WHAT YOU ARE ASKED TO DO: Pull out each line of the records below that contains the word "mask", and list those lines.

**** RECORDS TO PROCESS

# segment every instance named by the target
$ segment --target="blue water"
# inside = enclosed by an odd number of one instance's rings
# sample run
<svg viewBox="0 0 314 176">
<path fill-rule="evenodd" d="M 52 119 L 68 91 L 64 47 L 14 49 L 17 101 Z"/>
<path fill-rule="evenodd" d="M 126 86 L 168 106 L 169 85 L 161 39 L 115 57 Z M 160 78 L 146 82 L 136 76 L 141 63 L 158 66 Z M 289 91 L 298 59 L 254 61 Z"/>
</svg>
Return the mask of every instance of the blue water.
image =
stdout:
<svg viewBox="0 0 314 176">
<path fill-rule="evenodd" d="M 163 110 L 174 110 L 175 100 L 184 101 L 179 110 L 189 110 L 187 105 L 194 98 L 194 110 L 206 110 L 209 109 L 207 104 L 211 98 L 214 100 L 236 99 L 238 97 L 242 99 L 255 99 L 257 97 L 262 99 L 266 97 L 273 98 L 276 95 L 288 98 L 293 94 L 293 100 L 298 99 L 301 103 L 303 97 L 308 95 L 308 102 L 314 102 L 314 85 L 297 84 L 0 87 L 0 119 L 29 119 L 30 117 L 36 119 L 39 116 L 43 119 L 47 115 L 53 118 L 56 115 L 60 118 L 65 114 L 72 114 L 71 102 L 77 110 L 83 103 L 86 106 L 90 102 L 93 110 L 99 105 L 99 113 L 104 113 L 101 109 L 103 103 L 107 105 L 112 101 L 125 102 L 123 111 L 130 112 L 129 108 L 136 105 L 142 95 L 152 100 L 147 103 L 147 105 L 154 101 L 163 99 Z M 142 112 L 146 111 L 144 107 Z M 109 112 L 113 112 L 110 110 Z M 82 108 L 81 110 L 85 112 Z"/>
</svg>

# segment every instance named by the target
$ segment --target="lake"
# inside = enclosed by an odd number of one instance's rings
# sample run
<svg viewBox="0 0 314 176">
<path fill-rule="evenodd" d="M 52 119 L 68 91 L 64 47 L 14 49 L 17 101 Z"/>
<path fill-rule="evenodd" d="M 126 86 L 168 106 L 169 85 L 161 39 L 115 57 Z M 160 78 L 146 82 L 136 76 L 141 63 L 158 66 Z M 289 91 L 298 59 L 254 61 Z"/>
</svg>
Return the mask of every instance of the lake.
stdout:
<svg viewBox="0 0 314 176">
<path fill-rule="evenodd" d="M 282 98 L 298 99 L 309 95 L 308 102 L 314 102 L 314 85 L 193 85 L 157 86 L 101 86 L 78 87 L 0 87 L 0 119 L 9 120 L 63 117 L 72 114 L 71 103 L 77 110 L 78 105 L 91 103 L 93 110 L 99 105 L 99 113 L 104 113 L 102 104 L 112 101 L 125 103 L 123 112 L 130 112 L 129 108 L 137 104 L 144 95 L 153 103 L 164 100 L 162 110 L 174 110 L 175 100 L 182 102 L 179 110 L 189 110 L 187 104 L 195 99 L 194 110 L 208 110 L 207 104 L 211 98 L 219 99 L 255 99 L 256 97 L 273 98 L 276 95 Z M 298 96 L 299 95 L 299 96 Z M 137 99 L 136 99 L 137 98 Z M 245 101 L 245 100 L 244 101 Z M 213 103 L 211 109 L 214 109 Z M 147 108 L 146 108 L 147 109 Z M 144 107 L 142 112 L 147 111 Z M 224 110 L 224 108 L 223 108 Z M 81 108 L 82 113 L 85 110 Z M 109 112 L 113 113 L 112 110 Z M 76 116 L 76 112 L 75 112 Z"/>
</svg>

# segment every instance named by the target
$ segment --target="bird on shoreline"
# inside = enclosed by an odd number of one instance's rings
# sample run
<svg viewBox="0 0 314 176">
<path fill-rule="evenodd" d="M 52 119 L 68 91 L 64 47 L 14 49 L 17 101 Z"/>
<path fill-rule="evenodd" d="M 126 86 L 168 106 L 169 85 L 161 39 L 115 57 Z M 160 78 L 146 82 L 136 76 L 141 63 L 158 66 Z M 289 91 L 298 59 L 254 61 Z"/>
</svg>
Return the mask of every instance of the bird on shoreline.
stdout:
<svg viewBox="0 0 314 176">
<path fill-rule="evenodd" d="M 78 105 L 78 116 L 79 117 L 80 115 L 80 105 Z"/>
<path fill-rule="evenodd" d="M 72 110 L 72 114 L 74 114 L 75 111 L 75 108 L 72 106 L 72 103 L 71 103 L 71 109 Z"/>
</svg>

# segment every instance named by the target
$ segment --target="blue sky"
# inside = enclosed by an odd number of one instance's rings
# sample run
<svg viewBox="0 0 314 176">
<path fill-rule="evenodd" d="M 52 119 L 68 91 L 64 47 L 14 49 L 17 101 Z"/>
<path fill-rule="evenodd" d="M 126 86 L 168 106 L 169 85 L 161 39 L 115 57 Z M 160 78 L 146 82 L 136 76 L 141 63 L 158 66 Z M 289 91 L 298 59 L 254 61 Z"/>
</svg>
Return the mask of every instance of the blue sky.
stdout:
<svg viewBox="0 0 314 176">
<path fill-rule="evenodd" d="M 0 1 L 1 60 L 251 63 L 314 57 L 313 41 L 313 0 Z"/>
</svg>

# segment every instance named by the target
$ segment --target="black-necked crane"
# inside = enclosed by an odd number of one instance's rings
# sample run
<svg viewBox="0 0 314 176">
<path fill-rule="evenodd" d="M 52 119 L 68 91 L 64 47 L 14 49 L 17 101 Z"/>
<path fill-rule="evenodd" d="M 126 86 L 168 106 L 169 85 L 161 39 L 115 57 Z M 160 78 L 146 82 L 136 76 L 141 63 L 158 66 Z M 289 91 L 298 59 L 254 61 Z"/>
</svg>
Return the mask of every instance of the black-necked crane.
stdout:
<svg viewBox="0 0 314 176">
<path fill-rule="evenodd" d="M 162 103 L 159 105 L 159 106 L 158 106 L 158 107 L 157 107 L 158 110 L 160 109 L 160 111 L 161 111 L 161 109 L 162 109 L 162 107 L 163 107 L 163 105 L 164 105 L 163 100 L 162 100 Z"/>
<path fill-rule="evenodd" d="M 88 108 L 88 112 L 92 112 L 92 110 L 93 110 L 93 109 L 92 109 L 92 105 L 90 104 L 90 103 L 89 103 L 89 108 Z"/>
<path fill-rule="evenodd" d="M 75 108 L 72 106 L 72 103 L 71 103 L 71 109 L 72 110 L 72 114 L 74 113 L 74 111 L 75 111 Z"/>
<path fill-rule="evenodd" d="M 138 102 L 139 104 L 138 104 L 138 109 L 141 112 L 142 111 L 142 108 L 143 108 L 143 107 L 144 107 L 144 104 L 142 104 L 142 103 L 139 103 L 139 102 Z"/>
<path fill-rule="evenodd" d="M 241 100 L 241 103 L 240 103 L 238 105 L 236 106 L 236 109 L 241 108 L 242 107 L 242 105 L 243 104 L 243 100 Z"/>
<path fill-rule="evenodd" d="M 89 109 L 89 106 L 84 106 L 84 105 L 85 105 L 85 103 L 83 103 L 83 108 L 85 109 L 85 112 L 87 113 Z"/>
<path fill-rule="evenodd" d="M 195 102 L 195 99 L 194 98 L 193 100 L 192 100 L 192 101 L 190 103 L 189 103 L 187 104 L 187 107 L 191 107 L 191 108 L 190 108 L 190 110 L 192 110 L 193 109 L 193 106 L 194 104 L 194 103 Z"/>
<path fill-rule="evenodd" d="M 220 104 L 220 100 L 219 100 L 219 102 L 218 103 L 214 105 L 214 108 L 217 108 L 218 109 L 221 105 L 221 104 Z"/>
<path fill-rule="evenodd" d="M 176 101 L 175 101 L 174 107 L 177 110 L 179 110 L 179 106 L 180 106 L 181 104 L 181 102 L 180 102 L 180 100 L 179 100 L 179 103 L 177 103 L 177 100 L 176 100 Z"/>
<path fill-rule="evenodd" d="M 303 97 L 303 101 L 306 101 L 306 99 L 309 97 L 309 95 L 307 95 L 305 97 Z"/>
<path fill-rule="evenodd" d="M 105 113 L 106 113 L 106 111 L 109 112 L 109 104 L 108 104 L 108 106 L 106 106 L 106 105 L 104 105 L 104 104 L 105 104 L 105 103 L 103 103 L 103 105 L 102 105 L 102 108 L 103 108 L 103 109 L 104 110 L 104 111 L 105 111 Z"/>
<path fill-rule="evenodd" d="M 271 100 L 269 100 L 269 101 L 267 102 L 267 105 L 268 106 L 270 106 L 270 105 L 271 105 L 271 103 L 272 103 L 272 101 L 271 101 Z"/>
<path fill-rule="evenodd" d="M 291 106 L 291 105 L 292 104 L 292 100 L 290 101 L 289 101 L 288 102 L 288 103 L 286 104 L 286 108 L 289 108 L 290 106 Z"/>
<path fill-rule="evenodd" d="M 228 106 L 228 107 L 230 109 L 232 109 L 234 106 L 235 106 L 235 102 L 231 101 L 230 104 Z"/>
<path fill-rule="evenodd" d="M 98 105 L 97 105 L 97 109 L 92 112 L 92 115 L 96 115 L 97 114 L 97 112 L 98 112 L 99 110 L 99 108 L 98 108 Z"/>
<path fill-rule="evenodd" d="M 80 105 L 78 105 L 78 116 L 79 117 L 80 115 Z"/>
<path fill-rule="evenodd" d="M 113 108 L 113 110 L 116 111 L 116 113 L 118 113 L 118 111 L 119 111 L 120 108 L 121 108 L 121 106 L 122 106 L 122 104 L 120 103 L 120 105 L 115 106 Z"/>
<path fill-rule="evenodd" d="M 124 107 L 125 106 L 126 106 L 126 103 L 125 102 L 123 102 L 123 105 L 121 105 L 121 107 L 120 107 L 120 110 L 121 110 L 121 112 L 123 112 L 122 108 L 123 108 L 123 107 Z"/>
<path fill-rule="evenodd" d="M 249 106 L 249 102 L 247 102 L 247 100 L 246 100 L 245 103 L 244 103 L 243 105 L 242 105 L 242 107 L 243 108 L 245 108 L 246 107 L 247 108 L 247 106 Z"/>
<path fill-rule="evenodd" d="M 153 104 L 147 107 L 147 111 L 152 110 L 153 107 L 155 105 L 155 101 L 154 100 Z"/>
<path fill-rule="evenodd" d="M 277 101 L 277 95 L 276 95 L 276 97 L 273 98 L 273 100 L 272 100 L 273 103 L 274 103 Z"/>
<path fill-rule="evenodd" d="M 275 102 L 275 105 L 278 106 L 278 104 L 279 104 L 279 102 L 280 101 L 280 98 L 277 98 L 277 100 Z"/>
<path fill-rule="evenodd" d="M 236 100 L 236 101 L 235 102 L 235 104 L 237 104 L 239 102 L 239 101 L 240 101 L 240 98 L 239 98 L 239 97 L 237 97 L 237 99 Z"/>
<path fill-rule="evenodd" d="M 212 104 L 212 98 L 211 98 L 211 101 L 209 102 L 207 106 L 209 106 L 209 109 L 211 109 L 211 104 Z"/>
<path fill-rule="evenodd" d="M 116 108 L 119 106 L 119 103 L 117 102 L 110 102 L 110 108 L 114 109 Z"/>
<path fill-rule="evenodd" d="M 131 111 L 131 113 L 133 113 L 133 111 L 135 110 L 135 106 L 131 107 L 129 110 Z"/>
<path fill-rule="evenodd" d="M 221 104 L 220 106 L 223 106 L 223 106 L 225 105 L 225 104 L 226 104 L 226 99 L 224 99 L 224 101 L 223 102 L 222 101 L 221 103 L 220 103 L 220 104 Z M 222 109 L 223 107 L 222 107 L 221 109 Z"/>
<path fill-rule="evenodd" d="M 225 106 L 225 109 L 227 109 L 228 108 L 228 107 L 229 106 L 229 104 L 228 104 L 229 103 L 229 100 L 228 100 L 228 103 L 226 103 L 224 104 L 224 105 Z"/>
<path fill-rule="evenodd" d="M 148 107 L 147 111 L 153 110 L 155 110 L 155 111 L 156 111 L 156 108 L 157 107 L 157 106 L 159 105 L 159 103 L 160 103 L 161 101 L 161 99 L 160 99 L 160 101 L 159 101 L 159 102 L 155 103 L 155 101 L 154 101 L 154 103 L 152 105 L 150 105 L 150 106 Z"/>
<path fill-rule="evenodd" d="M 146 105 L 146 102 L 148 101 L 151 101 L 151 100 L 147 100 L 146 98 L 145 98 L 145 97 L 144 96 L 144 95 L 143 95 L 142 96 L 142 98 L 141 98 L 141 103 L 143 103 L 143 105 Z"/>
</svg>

********

THE ANSWER:
Return the mask of every instance of the blue water.
Return the mask of every instance of the lake.
Return the mask of every instance of the bird on shoreline.
Return the mask of every instance of the blue sky.
Return the mask of every instance of the black-necked crane.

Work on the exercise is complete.